DATASET ENTRIES:
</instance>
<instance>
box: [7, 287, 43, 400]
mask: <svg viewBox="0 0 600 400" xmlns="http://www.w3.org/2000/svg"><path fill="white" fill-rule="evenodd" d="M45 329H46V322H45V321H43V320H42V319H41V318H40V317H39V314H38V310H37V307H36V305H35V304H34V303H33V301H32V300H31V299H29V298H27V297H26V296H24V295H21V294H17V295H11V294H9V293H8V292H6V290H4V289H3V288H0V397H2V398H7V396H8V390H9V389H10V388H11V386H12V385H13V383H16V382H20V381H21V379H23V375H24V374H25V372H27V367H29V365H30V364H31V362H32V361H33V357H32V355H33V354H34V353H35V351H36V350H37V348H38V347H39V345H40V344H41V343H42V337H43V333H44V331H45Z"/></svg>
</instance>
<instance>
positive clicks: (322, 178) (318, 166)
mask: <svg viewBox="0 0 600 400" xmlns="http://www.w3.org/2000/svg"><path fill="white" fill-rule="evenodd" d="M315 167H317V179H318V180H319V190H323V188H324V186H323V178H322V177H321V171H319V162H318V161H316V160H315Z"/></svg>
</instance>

TASK DIRECTIONS:
Please reproduce every one of the lines above word for word, with no changes.

SOLVED PROBLEM:
</instance>
<instance>
box: [7, 287, 43, 400]
mask: <svg viewBox="0 0 600 400" xmlns="http://www.w3.org/2000/svg"><path fill="white" fill-rule="evenodd" d="M45 329H46V322H45V321H43V320H42V319H41V318H40V317H39V314H38V310H37V307H36V305H35V304H34V303H33V301H32V300H31V299H29V298H27V297H26V296H24V295H21V294H17V295H11V294H9V293H8V292H6V290H4V289H3V288H0V397H2V398H7V396H8V390H9V389H10V388H11V386H12V385H13V383H16V382H20V381H21V379H23V375H24V374H25V372H27V367H29V365H30V364H31V362H32V361H33V357H32V355H33V354H34V353H35V351H36V350H37V348H38V347H39V345H40V344H41V343H42V337H43V333H44V331H45Z"/></svg>
</instance>
<instance>
positive clicks: (322, 178) (318, 166)
mask: <svg viewBox="0 0 600 400" xmlns="http://www.w3.org/2000/svg"><path fill="white" fill-rule="evenodd" d="M315 167H317V179H318V180H319V190H323V188H324V186H323V178H322V177H321V171H319V162H318V161H316V160H315Z"/></svg>
</instance>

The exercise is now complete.